*GIVEN ENTRIES*:

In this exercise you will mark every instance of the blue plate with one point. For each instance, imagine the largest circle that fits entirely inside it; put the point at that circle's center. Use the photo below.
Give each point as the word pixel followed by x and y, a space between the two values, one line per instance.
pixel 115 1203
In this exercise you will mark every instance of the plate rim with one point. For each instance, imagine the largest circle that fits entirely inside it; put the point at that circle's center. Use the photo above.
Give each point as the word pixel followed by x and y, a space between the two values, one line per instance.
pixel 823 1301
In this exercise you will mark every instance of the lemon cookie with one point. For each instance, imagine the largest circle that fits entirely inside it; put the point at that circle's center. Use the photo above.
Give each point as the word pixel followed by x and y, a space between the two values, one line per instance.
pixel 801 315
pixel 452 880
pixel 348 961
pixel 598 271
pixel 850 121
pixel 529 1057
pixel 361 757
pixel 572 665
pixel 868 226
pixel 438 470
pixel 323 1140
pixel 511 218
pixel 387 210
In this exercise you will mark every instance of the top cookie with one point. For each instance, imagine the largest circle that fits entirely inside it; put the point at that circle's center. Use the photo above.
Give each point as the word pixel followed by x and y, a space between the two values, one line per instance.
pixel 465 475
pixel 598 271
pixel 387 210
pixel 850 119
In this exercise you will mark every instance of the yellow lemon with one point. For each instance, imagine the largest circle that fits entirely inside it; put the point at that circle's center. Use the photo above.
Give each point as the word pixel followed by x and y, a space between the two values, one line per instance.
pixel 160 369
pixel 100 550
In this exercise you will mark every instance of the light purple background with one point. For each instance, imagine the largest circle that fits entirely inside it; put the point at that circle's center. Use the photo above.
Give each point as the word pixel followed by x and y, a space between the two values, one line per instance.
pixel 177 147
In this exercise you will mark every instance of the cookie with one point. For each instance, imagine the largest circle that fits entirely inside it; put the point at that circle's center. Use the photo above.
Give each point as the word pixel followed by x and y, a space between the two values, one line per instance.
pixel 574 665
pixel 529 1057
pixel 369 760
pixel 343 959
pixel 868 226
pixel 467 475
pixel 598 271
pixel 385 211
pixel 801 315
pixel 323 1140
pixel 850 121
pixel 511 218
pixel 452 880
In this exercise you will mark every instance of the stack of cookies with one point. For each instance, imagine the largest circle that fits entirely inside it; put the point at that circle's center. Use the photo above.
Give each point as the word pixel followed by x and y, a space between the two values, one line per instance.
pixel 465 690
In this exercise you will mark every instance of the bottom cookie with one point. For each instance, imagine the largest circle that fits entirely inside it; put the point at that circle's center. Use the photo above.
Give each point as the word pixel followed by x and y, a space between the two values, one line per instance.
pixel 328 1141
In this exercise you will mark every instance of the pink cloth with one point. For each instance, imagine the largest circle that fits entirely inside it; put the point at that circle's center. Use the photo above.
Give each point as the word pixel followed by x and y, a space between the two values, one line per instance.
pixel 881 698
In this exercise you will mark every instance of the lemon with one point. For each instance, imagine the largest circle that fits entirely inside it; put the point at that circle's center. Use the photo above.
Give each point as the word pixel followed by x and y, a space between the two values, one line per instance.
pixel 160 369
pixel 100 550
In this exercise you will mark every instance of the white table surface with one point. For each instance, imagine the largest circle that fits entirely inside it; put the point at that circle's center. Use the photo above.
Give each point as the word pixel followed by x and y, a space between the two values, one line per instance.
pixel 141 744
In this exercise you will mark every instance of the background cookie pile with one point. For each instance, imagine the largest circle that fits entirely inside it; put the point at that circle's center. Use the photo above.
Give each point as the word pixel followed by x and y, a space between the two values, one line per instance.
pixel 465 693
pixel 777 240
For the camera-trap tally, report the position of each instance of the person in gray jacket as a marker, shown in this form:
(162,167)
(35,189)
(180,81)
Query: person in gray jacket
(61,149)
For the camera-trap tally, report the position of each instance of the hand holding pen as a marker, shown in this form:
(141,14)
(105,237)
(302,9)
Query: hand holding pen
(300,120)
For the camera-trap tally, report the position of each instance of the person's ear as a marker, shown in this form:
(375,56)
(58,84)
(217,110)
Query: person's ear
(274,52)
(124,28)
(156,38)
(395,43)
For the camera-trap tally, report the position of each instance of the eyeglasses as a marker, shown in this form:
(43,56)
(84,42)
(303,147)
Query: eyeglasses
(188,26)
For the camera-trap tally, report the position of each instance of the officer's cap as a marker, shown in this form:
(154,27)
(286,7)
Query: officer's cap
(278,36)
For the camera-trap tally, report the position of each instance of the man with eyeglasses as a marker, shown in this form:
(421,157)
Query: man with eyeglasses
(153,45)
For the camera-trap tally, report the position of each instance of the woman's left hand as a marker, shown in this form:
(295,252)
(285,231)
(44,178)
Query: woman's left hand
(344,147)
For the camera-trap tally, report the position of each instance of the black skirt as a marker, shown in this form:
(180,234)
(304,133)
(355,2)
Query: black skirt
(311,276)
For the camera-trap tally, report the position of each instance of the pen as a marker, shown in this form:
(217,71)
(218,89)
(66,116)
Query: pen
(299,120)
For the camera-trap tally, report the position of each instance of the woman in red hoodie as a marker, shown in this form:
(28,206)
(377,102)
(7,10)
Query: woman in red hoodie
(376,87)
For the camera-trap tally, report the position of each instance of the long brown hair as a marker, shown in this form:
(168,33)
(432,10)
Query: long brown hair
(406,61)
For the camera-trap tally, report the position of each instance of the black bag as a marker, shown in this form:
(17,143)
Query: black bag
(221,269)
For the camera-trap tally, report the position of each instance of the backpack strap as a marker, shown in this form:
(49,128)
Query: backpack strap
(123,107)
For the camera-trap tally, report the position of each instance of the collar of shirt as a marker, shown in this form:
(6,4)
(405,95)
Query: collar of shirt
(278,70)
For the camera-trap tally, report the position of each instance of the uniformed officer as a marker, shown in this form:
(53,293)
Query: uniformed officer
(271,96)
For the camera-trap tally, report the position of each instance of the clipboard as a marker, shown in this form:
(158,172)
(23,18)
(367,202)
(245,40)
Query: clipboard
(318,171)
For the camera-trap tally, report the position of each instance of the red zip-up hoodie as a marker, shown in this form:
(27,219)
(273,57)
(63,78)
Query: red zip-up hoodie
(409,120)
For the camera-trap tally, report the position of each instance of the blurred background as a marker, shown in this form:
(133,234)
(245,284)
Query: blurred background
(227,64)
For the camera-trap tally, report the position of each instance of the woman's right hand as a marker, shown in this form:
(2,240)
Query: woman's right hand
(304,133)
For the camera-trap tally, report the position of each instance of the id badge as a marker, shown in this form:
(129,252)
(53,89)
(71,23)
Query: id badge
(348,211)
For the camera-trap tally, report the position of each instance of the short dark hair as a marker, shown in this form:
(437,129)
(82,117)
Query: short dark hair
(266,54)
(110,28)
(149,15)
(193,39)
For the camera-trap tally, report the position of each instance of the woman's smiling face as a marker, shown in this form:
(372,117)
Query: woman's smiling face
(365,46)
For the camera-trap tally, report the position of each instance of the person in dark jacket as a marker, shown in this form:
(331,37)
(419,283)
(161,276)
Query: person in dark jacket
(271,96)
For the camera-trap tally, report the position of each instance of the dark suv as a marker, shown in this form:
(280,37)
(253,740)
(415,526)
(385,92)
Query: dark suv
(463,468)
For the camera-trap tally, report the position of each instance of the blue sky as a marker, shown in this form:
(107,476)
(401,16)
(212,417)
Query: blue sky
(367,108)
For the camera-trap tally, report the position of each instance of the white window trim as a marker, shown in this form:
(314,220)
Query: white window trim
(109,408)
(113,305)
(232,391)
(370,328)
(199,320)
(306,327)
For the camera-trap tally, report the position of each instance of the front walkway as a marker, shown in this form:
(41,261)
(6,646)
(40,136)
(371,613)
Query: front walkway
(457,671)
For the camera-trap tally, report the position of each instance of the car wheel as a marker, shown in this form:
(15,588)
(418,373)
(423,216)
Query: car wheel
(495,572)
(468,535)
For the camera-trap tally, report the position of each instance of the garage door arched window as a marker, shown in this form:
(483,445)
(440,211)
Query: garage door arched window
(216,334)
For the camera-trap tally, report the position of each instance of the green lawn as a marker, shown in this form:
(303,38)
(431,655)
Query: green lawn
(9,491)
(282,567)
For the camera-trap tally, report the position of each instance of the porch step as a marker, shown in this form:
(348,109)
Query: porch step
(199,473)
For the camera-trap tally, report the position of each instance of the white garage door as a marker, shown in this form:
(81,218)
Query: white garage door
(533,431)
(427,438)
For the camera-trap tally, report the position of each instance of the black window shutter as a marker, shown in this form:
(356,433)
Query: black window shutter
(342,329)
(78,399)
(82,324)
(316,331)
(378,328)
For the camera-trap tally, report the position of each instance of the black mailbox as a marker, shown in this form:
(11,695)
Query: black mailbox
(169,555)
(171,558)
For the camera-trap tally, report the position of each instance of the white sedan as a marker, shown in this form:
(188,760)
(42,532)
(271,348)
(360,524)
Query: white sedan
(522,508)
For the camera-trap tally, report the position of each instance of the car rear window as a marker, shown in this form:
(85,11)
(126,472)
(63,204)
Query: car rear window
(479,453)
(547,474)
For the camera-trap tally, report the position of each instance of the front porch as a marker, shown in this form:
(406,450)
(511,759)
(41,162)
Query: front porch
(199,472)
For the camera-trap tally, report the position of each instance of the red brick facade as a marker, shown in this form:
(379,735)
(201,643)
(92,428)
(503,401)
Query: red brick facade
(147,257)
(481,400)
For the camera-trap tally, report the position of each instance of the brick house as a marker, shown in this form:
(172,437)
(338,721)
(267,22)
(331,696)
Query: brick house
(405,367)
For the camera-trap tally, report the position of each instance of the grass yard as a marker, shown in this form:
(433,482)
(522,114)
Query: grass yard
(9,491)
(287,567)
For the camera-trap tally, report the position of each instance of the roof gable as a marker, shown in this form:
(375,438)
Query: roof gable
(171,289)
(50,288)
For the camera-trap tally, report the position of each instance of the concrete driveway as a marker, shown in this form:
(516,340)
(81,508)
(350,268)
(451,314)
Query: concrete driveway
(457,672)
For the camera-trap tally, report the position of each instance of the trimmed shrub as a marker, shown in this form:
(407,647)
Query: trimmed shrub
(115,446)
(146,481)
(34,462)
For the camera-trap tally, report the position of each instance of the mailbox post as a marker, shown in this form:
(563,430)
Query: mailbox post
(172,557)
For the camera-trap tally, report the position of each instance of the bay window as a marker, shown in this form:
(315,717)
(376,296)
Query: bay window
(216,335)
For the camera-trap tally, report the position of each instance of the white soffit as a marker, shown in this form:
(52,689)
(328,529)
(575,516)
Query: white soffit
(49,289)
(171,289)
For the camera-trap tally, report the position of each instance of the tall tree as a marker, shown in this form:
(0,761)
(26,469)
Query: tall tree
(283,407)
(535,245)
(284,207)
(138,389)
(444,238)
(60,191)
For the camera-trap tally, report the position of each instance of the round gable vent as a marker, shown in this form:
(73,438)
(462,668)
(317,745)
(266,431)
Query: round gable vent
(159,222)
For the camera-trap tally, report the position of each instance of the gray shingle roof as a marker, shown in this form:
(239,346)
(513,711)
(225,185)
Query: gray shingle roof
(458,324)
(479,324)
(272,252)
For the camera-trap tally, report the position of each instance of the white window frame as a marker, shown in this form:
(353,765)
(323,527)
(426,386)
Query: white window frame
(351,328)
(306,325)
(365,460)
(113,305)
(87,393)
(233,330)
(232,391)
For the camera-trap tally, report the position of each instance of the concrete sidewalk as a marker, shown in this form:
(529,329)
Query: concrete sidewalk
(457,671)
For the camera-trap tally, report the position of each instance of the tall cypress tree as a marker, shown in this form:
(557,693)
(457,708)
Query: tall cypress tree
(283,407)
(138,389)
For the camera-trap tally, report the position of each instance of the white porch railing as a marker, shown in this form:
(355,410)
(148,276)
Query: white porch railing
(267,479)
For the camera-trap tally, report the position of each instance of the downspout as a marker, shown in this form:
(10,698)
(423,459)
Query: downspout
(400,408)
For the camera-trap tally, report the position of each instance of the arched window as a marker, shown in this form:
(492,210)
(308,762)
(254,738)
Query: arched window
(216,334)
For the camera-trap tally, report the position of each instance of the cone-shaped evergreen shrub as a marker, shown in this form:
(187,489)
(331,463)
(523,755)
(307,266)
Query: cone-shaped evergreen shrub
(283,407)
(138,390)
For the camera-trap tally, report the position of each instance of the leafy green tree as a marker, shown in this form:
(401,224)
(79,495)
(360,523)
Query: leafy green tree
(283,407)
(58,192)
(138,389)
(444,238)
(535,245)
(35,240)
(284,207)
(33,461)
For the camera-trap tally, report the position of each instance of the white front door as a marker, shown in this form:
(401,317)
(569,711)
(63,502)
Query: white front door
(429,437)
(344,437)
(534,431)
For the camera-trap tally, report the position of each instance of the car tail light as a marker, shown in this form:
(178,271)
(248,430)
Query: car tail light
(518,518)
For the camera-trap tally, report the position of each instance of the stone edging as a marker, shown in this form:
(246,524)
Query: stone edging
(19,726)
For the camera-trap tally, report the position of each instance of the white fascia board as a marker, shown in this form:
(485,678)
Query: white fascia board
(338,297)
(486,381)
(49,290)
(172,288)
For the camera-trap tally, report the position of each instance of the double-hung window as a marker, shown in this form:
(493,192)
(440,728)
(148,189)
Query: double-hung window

*BRIEF*: Which lines of the data contain "plate"? Copy them all.

*RESPONSE*:
In this exercise you will mark every instance of the blue plate with one point. For each instance, imagine the largest circle that fits entirely inside it; put the point at that circle's center. Use the photo below.
In this exercise you will mark every instance of the plate rim with one point. For each instance, imagine the largest circle that fits entirely inside it; put the point at that circle's center. Use the photo above.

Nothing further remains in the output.